**REQUIRED WORK:**
Give back all of the data exactly as written.

**RECORDS SUPPLIED:**

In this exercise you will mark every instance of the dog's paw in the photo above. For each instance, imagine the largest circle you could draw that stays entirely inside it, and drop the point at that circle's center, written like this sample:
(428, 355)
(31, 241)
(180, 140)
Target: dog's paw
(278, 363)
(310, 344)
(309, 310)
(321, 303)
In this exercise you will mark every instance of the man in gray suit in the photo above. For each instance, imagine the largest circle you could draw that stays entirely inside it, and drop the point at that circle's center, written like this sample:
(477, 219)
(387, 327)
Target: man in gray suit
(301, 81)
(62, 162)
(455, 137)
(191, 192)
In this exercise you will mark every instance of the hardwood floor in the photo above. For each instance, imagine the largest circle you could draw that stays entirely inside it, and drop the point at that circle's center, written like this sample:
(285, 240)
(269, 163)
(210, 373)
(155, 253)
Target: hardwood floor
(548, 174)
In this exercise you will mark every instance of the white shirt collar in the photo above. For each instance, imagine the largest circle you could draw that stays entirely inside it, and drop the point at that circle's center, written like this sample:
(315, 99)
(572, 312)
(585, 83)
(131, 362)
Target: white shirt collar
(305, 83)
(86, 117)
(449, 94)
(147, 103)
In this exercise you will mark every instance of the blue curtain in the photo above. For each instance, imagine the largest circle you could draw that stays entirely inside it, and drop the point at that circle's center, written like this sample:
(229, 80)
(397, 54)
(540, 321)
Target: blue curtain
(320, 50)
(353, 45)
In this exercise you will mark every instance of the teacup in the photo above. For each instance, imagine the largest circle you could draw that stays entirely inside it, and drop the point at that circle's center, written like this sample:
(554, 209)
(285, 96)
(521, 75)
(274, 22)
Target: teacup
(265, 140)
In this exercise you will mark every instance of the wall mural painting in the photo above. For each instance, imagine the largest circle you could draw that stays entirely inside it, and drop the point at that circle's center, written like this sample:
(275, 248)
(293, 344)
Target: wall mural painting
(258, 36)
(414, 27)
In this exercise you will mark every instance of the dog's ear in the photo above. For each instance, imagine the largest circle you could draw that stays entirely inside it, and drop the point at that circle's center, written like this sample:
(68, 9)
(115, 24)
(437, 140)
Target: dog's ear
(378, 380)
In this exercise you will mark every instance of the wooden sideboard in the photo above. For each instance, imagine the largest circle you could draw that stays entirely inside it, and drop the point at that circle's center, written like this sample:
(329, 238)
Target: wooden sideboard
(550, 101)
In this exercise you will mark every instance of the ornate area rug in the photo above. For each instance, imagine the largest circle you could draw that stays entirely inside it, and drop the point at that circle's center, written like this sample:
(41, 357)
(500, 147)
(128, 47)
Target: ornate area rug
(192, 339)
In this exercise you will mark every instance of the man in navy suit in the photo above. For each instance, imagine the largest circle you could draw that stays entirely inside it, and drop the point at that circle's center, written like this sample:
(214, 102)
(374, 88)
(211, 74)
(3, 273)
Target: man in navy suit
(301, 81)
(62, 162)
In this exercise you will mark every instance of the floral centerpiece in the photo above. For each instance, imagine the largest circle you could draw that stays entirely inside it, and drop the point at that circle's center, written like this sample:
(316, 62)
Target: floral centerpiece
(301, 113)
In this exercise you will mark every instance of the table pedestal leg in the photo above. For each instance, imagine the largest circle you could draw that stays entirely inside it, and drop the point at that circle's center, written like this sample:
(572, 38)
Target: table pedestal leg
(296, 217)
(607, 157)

**TASK RESULT:**
In this exercise you will mark every instance of the dog's paw in the photo above. For each instance, imagine the largest circle you could draw that stays entirely inside it, and drop the point at that circle's center, written like this sample:
(428, 355)
(31, 241)
(180, 140)
Target: dog's paw
(278, 363)
(310, 344)
(309, 310)
(321, 303)
In this exercise you will mark every instance of the man in gray suit in the photo above. For each instance, imagine the largest circle you could draw that stays entirely inside it, and drop the point at that circle's center, written like this sample:
(477, 219)
(387, 327)
Target: man in gray suit
(301, 81)
(62, 162)
(455, 137)
(191, 192)
In this exercise you will mark every instance of the hardwood floor in the photo above. For each instance, imagine the largest circle you could draw that stays entirely inside it, and drop the point at that circle's center, written like this sample:
(285, 240)
(269, 163)
(210, 373)
(155, 253)
Target: hardwood floor
(548, 174)
In this exercise you will mark every instance of the white shirt collar in the photo above. For each instance, imagine the largest circle you could draw that stays entirely inside it, and drop the point at that circle's center, written like this sample:
(315, 99)
(572, 312)
(585, 83)
(131, 362)
Target: white shirt collar
(305, 83)
(86, 117)
(449, 94)
(147, 103)
In this exercise you will mark every instance of the blue curtain in the photo above. For each instance, imagine the largest circle you could draw that stays entirely inside it, and drop the point at that circle's center, written like this sample:
(229, 80)
(397, 54)
(540, 321)
Target: blue curtain
(320, 50)
(353, 45)
In this exercise you will mark every instance of the teacup in the photo above. For each instance, imagine the largest circle you could draw that stays entirely inside it, and drop the point at that circle's center, written like this sample:
(554, 209)
(285, 96)
(521, 75)
(274, 22)
Target: teacup
(265, 140)
In this exercise you will mark every instance of the wall mural painting in the photo above. For each instance, imagine the largest circle you could draw that stays entirely inside it, and drop the point at that circle's center, written like this sample:
(275, 248)
(293, 344)
Target: wall mural painting
(258, 36)
(414, 27)
In this exercise you will mark every instance of the dog's ear in the photo above. For each instance, imagine the largest circle you could draw that stays entirely inside it, and drop the point at that circle's center, written like this sample:
(68, 9)
(115, 24)
(437, 140)
Target: dog's ear
(378, 380)
In this exercise you will mark every instance of the wooden sideboard in the photo above. For each instance, imagine the largest circle you could draw that stays entirely inside it, and drop the point at that circle's center, written like this sample:
(329, 238)
Target: wooden sideboard
(550, 101)
In this exercise you will mark every instance of the ornate area rug in the photo above. For each instance, imagine the largest circle you could draw that stays entirely inside it, and drop the point at that circle's center, written like this sample:
(41, 357)
(500, 147)
(128, 47)
Target: ornate area rug
(192, 339)
In this exercise you will mark every instance of the man in navy suit in the photo above. For each instance, imagine the largest circle you could draw that stays entirely inside it, and drop the point at that circle's center, written like this sample:
(214, 102)
(374, 88)
(211, 74)
(3, 273)
Target: man in navy suit
(301, 81)
(62, 162)
In this exercise you will mark every instance of the floral centerpiece in the photo above. For each instance, imagine the largest circle you could draw that stays entirely inside it, and drop the point at that circle's center, written like this sample:
(316, 62)
Target: floral centerpiece
(301, 113)
In this exercise you will mark every instance of the table pedestal leg in the photo above. For each instance, imagine the largest circle you could draw that stays entirely inside it, and drop the point at that circle's center, written like this sample:
(572, 38)
Target: table pedestal leg
(296, 217)
(607, 157)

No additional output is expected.